__Problem to work on__
Convert the lines in the entries below into a numbered list, omitting any blank lines and leaving out the pictures.

__________

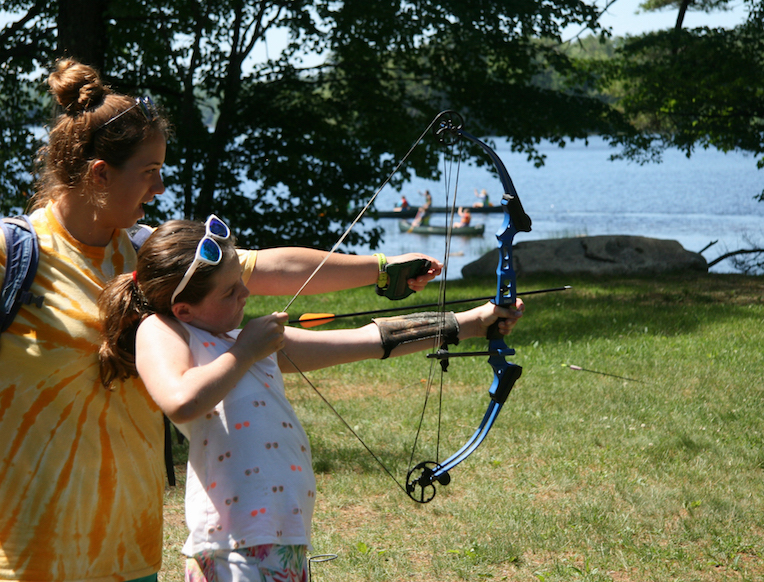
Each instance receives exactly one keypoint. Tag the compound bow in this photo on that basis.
(421, 479)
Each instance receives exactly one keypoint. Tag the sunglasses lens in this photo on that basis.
(210, 251)
(218, 228)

__________

__Final result__
1. Each instance receives exactly one keypoint. Tag the compound bow in this photo on that basis.
2. (421, 479)
3. Each instance receives exactly one keypoint. Tag the sunglasses lens in this photo on that basis.
4. (210, 251)
5. (218, 228)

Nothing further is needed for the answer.